STATED EXERCISE A — Print the passage of the FOIA appeal decision from "DECISION AND ORDER" up to and including "C.F.R. Part 1004.", copied word for word.

PASSAGE TO READ —

•••

Case No. VFA-0488, 27 DOE ¶ 80,212

June 24, 1999

DECISION AND ORDER

OF THE DEPARTMENT OF ENERGY

Appeal

Name of Petitioner: Matthew Cherney, M.D.

Date of Filing: April 13, 1999

Case Number: VFA-0488

On April 13, 1999, Matthew Cherney, M.D., filed an Appeal from determinations issued by the Office of Power Technologies, Energy Efficiency and Renewable Energy (DOE/EE). The determinations responded to a request for information filed under the Freedom of Information Act (FOIA), 5 U.S.C. § 552, as implemented by the Department of Energy (DOE) in 10 C.F.R. Part 1004.

The FOIA generally requires that documents held by the federal government be released to the public upon request. 5 U.S.C. § 552(a)(6)(A). However, Congress has provided nine exemptions to the FOIA which set forth the types of information agencies are not required to release. 5 U.S.C. § 552(a)(6)(B). Under the DOE’s regulations, a document exempt from disclosure under the FOIA shall nonetheless be released to the public whenever the DOE determines that disclosure is not contrary to federal law and in the public interest. 10 C.F.R. § 1004.1.

I. Background

Dr. Cherney requested from the DOE all documents in its possession related to an unsolicited proposal he had submitted to the DOE. The proposal concerned a system for collecting solar energy invented by Dr. Cherney. Dr. Cherney's request specified the following categories of documents relating to the proposal:

(1) All documents received by DOE and given consideration;

(2) All written comments from all evaluators (and any calculations): Dr. Allan Hoffman, Dr. Joseph Galdo, Jeff Muhs, Slo Rajic, Marc Simpson, and Anthony Schaffhauser;

(3) All comments from any other evaluators;

(4) Transcripts of any oral comments made by any evaluator;

(5) Any other documents in the file; and

(6) Any electronic communications or telephone recordings.

•••

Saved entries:
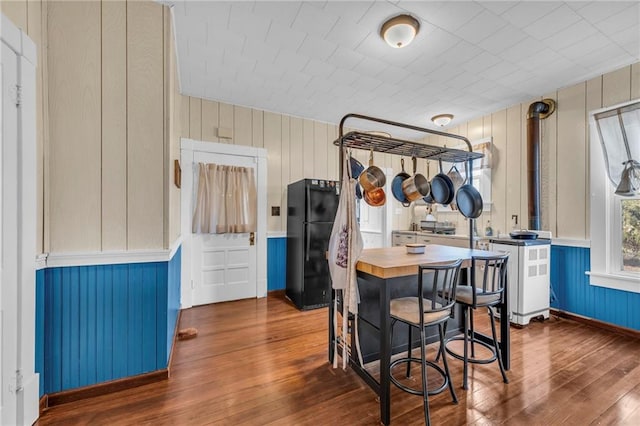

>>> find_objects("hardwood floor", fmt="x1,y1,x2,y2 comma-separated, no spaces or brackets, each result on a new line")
38,296,640,426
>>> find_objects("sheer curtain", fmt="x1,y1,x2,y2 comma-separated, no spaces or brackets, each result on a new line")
191,163,257,234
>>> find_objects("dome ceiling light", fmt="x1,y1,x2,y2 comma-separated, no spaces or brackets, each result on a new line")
431,114,453,127
380,15,420,49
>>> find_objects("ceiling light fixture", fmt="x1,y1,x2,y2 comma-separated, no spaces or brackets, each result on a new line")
380,15,420,49
431,114,453,127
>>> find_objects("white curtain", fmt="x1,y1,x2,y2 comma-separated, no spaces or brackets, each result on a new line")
191,163,257,234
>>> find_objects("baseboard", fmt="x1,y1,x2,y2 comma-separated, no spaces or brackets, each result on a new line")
46,368,169,408
167,309,182,377
549,308,640,339
267,288,286,298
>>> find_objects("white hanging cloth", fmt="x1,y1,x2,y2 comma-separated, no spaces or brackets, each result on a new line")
329,150,364,369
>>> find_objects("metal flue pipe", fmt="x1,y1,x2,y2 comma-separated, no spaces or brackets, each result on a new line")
527,99,556,230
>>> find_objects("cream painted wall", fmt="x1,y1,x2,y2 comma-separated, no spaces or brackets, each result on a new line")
0,0,640,252
0,0,48,253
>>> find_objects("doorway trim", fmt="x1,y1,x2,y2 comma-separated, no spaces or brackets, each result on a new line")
180,138,267,309
0,13,39,425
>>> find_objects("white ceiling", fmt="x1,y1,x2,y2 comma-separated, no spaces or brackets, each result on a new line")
164,1,640,132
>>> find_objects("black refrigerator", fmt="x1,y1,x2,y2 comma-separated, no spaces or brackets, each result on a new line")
286,179,340,310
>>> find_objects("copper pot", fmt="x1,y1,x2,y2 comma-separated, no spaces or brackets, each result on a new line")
358,150,387,191
364,188,387,207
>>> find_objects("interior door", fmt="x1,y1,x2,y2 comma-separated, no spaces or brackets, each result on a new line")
0,43,19,425
191,152,257,305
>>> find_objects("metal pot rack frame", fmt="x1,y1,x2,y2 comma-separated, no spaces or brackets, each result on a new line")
333,113,484,248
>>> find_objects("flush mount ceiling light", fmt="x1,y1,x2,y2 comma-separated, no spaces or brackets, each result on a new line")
380,15,420,49
431,114,453,127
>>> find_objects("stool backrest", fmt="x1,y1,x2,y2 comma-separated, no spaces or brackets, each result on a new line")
471,253,509,306
418,259,462,317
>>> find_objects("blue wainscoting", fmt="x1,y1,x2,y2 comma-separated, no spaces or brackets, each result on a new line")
36,249,181,395
551,245,640,330
267,237,287,291
165,247,182,356
35,269,45,396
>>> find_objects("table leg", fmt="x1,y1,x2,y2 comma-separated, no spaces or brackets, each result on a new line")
500,278,511,370
378,280,391,425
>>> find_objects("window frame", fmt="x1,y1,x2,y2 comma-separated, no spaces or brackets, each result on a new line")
587,100,640,293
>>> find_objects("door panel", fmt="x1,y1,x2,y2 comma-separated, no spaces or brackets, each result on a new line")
191,152,257,305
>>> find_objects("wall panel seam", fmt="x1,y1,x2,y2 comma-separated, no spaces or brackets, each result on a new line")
124,0,129,250
100,1,104,250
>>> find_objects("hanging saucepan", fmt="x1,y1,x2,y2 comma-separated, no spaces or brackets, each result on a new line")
422,161,435,204
456,163,482,219
364,188,387,207
447,164,464,211
391,158,411,207
349,155,364,200
402,157,431,201
358,150,387,192
431,160,455,206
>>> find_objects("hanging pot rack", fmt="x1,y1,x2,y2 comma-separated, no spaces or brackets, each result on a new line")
333,114,484,163
333,113,484,248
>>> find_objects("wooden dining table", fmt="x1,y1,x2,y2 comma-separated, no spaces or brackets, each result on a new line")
329,244,510,425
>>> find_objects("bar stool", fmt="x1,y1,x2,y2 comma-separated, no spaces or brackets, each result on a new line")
438,253,509,389
390,260,462,425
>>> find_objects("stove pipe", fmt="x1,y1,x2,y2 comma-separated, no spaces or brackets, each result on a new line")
527,99,556,230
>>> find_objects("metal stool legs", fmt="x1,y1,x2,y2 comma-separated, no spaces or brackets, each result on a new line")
488,308,509,383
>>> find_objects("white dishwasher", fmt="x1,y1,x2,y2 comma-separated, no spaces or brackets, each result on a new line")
491,231,551,326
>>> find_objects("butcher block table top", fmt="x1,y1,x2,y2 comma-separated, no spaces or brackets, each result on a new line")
356,244,501,279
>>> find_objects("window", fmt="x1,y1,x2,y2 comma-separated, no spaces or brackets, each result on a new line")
589,100,640,293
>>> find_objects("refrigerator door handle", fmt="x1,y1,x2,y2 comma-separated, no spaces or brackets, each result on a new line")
304,186,311,223
304,223,311,262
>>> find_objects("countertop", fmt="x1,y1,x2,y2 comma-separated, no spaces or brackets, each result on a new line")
356,244,499,279
391,230,496,241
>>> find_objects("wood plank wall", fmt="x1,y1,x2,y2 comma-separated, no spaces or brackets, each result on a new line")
0,0,48,253
2,0,172,252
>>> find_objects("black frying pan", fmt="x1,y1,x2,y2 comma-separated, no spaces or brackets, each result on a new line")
456,163,482,219
431,160,455,206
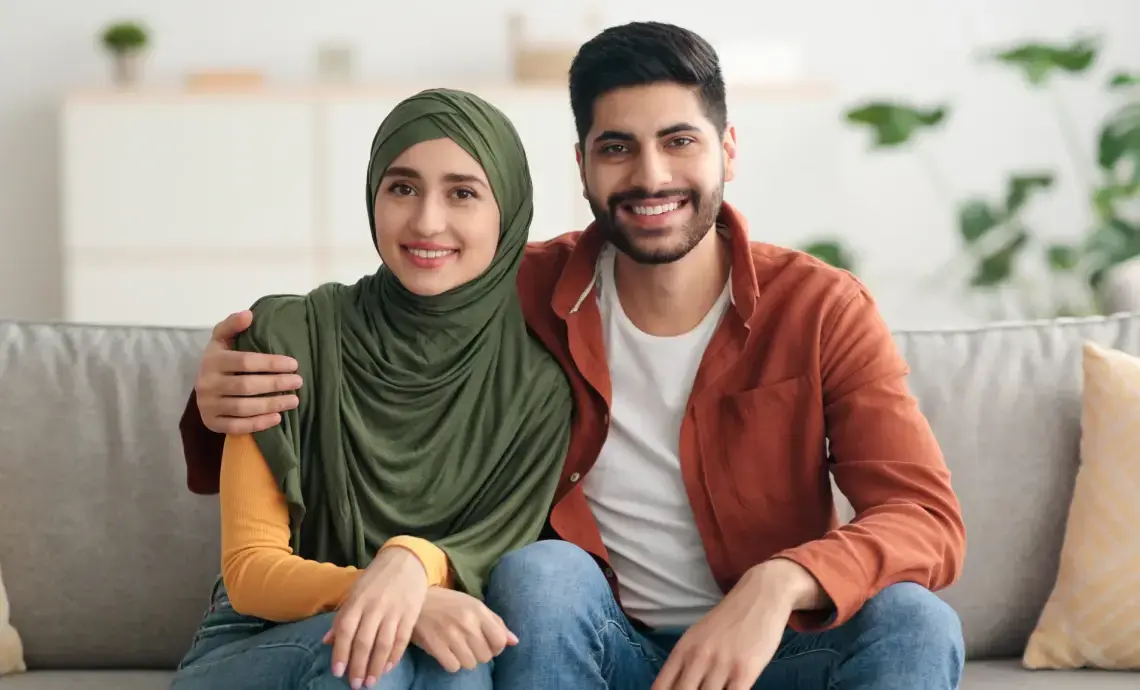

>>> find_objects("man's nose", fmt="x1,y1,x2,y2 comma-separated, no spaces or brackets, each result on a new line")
630,151,673,194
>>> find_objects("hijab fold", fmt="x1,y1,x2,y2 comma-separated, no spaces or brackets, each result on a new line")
236,89,571,596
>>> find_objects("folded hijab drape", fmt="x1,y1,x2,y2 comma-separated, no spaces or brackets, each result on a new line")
236,89,571,596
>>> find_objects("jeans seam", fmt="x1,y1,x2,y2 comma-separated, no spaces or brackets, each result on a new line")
179,642,317,672
594,618,661,690
772,647,839,664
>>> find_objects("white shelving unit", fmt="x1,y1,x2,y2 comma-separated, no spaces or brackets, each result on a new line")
60,84,833,326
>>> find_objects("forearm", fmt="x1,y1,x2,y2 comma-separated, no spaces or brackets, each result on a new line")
220,436,450,622
220,436,359,622
739,558,831,612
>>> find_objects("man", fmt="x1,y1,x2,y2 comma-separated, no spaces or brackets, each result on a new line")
177,23,964,690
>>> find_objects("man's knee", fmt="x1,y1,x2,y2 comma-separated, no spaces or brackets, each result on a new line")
858,583,964,663
487,539,610,615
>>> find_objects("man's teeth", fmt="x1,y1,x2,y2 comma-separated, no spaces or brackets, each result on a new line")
408,247,455,259
632,201,681,216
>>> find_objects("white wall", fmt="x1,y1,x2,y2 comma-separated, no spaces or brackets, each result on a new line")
0,0,1140,326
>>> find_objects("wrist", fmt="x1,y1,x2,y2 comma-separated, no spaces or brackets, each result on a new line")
744,558,829,612
376,544,431,584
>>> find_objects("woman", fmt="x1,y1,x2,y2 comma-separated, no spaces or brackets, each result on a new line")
173,90,571,690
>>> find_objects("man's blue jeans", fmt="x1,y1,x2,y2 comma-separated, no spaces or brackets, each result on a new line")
487,541,963,690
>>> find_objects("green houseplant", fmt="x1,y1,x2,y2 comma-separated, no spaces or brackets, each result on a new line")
100,22,149,86
805,38,1140,317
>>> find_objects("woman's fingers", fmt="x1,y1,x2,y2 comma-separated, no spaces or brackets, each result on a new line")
326,600,360,677
448,628,479,668
346,604,386,690
386,612,417,668
365,615,397,688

•••

STATED EXERCISE B — Return each line of the records containing the string "hanging", with case taken into account.

FULL RESPONSE A —
DECISION AND ORDER

OF THE DEPARTMENT OF ENERGY

Appeal

Name of Petitioner: Matthew Cherney, M.D.

Date of Filing: April 13, 1999

Case Number: VFA-0488

On April 13, 1999, Matthew Cherney, M.D., filed an Appeal from determinations issued by the Office of Power Technologies, Energy Efficiency and Renewable Energy (DOE/EE). The determinations responded to a request for information filed under the Freedom of Information Act (FOIA), 5 U.S.C. § 552, as implemented by the Department of Energy (DOE) in 10 C.F.R. Part 1004.

FULL RESPONSE B —
>>> find_objects("white hanging cloth", fmt="x1,y1,x2,y2 comma-separated, no spaces or brackets, each result on a new line")
>>> find_objects("hanging saucepan", fmt="x1,y1,x2,y2 comma-separated, no spaces or brackets, each result on a new line")
>>> find_objects("hanging pot rack", fmt="x1,y1,x2,y2 comma-separated, no spaces or brackets, each result on a new line")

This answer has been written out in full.